>> Start Data to use

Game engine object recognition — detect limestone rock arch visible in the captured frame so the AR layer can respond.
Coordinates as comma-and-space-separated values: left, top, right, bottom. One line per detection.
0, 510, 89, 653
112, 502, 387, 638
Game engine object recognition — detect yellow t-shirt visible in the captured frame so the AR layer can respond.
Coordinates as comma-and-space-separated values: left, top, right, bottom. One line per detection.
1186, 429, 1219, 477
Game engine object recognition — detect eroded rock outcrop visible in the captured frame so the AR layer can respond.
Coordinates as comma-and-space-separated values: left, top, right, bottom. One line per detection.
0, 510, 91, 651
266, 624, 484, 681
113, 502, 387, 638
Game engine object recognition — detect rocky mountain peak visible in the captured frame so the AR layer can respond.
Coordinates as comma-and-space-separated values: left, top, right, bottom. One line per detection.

>> End Data to use

Can you retype all of the entries above line for line, with no changes?

▸ **Correct answer**:
Game engine object recognition — detect limestone rock arch visible in the captured frame so the AR layer can respond.
Coordinates as comma-and-space-separated values: left, top, right, bottom. One line per detection.
0, 510, 89, 653
112, 502, 387, 638
Game engine object recognition — detect yellow t-shirt visible in the captured frame so the AR layer can respond.
Coordinates as comma-and-space-separated values: left, top, right, bottom. One line per detection.
1186, 429, 1219, 477
Game engine object recognition — detect eroded rock outcrop visible in the captured frame so the AR layer can respond.
Coordinates as comma-and-space-separated values: left, top, right, bottom. One line per detection.
0, 510, 91, 651
266, 624, 484, 681
113, 502, 387, 638
Game engine object recognition — detect rocky mountain peak visible in the captured frame so the AR layer can respond.
Coordinates as comma-and-space-separated values: left, top, right, bottom. One line per detection.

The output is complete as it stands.